* Work order: All the data should be transcribed exactly, with every line kept.
*** Records provided
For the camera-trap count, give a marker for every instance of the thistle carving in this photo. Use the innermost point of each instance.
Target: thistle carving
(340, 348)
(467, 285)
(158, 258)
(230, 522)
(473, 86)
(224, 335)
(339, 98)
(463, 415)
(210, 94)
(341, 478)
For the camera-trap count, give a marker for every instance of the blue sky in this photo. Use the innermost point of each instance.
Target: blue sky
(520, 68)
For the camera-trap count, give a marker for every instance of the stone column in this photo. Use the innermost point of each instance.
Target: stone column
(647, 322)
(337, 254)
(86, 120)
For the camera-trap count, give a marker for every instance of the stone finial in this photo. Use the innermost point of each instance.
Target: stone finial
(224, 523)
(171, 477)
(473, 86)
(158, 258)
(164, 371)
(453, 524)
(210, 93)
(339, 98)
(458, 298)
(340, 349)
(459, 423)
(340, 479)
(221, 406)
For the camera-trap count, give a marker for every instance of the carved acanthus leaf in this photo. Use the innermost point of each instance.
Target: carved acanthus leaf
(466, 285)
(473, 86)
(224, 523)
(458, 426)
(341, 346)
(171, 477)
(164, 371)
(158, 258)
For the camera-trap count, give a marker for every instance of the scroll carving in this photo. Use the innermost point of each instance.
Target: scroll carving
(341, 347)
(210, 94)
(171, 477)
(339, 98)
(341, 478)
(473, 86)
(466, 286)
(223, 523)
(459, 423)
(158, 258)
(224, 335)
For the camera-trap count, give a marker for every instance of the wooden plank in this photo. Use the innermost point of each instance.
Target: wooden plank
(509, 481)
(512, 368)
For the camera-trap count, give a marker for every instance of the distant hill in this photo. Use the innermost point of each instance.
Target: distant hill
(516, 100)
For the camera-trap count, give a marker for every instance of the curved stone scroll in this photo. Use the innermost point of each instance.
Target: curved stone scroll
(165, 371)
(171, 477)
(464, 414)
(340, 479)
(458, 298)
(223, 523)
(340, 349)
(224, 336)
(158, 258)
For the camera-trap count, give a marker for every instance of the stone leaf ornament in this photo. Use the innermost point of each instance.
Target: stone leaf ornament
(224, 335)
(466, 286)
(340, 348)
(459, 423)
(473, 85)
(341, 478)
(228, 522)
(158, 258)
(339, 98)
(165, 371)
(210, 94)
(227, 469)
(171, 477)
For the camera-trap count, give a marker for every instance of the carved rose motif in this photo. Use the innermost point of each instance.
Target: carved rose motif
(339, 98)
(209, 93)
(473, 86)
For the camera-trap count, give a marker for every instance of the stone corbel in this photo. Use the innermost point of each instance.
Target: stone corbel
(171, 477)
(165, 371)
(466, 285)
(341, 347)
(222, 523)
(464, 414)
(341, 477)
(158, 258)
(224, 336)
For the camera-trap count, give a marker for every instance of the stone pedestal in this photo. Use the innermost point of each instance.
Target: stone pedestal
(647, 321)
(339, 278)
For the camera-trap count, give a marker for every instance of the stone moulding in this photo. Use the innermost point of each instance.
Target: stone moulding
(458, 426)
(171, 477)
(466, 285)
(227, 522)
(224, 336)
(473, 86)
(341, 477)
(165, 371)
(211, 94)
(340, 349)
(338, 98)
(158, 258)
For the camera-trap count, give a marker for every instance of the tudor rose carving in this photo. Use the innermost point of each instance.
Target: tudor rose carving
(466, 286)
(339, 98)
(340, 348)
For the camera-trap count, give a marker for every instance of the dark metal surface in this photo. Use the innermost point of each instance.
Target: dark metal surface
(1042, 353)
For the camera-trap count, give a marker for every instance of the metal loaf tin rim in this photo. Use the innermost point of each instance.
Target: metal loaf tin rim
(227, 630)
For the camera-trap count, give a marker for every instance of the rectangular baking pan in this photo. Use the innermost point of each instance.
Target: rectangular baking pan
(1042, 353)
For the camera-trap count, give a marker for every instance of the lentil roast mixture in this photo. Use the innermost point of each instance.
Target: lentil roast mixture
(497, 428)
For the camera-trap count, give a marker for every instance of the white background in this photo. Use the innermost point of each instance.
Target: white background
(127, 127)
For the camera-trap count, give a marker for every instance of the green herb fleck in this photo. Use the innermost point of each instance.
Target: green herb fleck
******
* Written solution:
For the camera-trap count, give a marker for every instance of the thistle carving in this photo. Use the innermost point of each instance.
Target: thistle carving
(340, 348)
(467, 285)
(158, 258)
(230, 522)
(473, 86)
(224, 335)
(339, 98)
(463, 415)
(210, 94)
(341, 478)
For the camera-trap count, give a marker for every instance of the blue sky in this photo. Use the innermost point of each instance.
Target: blue sky
(520, 68)
For the camera-trap count, give a marker for every instance of the stone column in this photo. Use the innermost point of each instance.
Target: stone column
(647, 322)
(337, 254)
(86, 120)
For the camera-trap count, give a marker for every instance of the stone finial in this photo. Use the innermost point of each instance.
Target: stone finial
(224, 523)
(171, 477)
(473, 86)
(158, 258)
(164, 371)
(453, 524)
(210, 93)
(339, 98)
(458, 298)
(340, 349)
(459, 423)
(340, 479)
(221, 406)
For the camera-trap count, give a marker for every instance of the carved acanthus leaf in this photo. Use the innermost point of each instance.
Target: carved acanthus leaf
(466, 285)
(473, 86)
(224, 523)
(458, 426)
(341, 346)
(171, 477)
(164, 371)
(158, 258)
For the camera-trap count, give a marker for every instance of the scroll carving in this photo. Use the innermost point of each instance.
Target: scroll carving
(341, 347)
(210, 94)
(171, 477)
(339, 98)
(341, 478)
(473, 86)
(466, 286)
(223, 523)
(459, 423)
(158, 258)
(224, 335)
For the camera-trap count, give a marker for every instance of the wooden plank in this photo. Use the innermost point of each instance.
Target: wooden plank
(509, 481)
(512, 368)
For the camera-trap count, give a marker for every instance of the distant hill in this photo. Use the innermost point of each instance.
Target: distant hill
(516, 100)
For the camera-trap count, give a marker for every instance of the curved stone scroll in this photo. Use the innermost point of each instance.
Target: curved stone scroll
(165, 371)
(171, 477)
(464, 414)
(340, 479)
(458, 298)
(223, 523)
(340, 349)
(224, 336)
(158, 258)
For the camera-trap count, give a marker for every instance of the stone leaf ornament in this photo. Use the innermost point of each instance.
Target: stone leaf ornament
(224, 335)
(466, 286)
(340, 348)
(459, 423)
(473, 85)
(341, 478)
(228, 522)
(158, 258)
(339, 98)
(165, 371)
(210, 94)
(227, 469)
(171, 477)
For the camera-trap count, give a marker for every instance of the carved rose motif in this photo. Use the innermost point of each instance.
Target: carved rose motif
(339, 98)
(209, 93)
(473, 86)
For the camera-trap count, give a marker for every instance of the stone corbel in this photo. Use the innermost point of each instance.
Target: stone corbel
(171, 477)
(165, 371)
(466, 285)
(341, 347)
(222, 523)
(464, 414)
(341, 477)
(158, 258)
(224, 336)
For the camera-trap count, give a marker for every instance of the stone pedestal in this photo. Use the innermost point of each instance.
Target: stone pedestal
(647, 321)
(339, 278)
For the camera-trap count, give a marker for every instance of the stone moulding in this photo. Use the innermost point of each instance.
Target: stone moulding
(458, 426)
(171, 477)
(466, 285)
(227, 522)
(224, 336)
(473, 86)
(341, 477)
(165, 371)
(211, 94)
(340, 349)
(338, 98)
(158, 258)
For the camera-trap count, give a marker for every instance of the tudor rose carving in this photo. Use the innermost point of each instance.
Target: tudor rose carving
(466, 286)
(339, 98)
(340, 348)
For the camera-trap count, give a marker for every instance of the dark metal surface in this photo. Use the innermost point of each instance.
Target: dark metal surface
(1042, 353)
For the camera-trap count, give a marker for every instance of the metal loaf tin rim in this photo. Use the innermost point of each instance.
Target: metal loaf tin rim
(227, 630)
For the camera-trap count, give a marker for every instance of the rectangular baking pan in this photo. Use the innermost point of each instance.
Target: rectangular baking pan
(1042, 353)
For the camera-trap count, give a marker for every instance of the lentil roast mixture in this photo. Use the innermost point of each instance.
Target: lentil roast mixture
(497, 428)
For the camera-trap count, give a marker for every instance of the white background in this photo. Use the innermost point of each instance.
Target: white background
(127, 127)
For the camera-trap count, give a marker for every instance of the green herb fleck in this photo. Use the innermost point of each instance.
Target: green herb fleck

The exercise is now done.